■ Problem description ■
Set every entry below down once more, exactly as it stands, without images.

◇ ◇ ◇

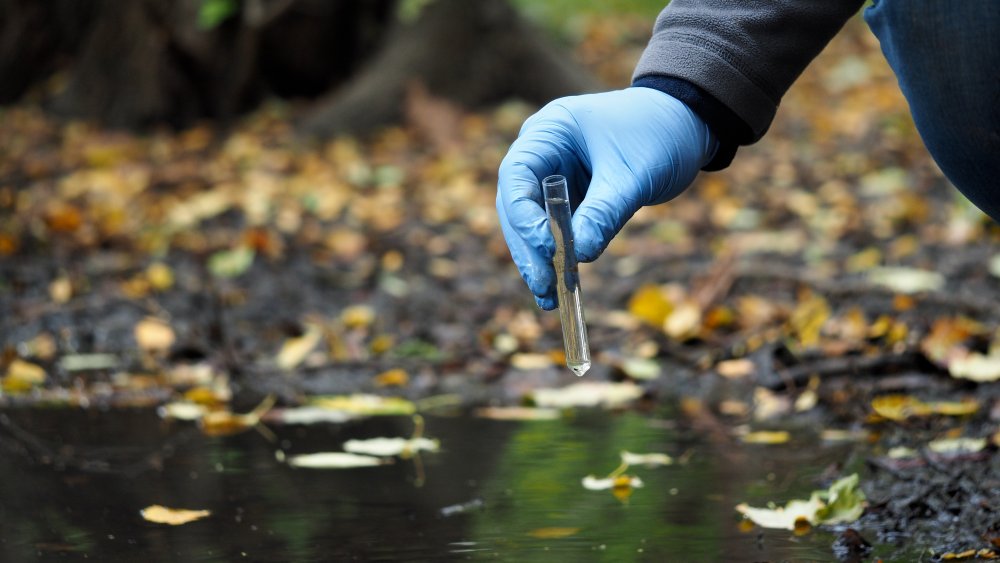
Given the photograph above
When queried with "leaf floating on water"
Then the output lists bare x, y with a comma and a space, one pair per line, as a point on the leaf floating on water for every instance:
182, 410
517, 413
641, 368
308, 415
906, 280
22, 376
172, 516
649, 460
588, 394
231, 263
225, 423
388, 447
957, 446
981, 368
334, 460
902, 407
843, 502
154, 335
552, 533
364, 404
766, 437
294, 350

◇ ◇ ◇

■ Finished exercise ■
Given the photograph above
When queried with "leaf floating on water"
Then the output lists bare x, y with a comma and a space, one pair per line, as a point on the leaf floating on water for every instance:
182, 410
517, 413
641, 368
308, 415
906, 280
22, 376
172, 516
649, 460
588, 394
231, 263
225, 423
388, 447
957, 446
981, 368
334, 460
902, 407
843, 502
154, 335
552, 533
364, 404
766, 437
294, 350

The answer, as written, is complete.